[Records from a collection]
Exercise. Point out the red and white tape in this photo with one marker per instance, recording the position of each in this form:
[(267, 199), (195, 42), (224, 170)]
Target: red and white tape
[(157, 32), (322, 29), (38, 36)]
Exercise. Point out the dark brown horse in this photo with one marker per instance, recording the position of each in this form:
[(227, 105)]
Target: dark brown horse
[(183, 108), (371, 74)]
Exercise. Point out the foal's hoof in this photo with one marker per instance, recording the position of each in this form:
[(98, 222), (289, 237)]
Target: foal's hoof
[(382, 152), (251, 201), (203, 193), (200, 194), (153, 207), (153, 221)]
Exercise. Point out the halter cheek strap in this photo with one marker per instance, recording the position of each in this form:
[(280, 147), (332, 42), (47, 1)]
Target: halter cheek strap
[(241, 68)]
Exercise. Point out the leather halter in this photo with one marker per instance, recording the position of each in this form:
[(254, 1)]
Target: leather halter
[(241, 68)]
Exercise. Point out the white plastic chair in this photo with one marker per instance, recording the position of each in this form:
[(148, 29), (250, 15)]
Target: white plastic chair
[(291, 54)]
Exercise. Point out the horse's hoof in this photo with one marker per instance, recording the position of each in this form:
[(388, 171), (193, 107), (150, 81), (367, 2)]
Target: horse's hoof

**EXERCISE DETAILS**:
Copy the lines from the one with "Exercise. Point out the leather" through the end, swapping "plastic" for "folding" and leaving the rest the same.

**FINAL RESULT**:
Exercise. Point out the leather halter in this photo with one marker per instance, recording the position of each in this form:
[(254, 1)]
Target: leather halter
[(241, 68)]
Exercise. Point out the white folding chair in this photo with one marker per instance, recording the position of each in this form:
[(148, 29), (250, 15)]
Target: white folding chair
[(291, 54)]
Exercise. Point out the horse's hoof in this photo with one marker per instance, recording the position of each in this form:
[(388, 171), (193, 107), (150, 81), (367, 2)]
Target: horse's hoof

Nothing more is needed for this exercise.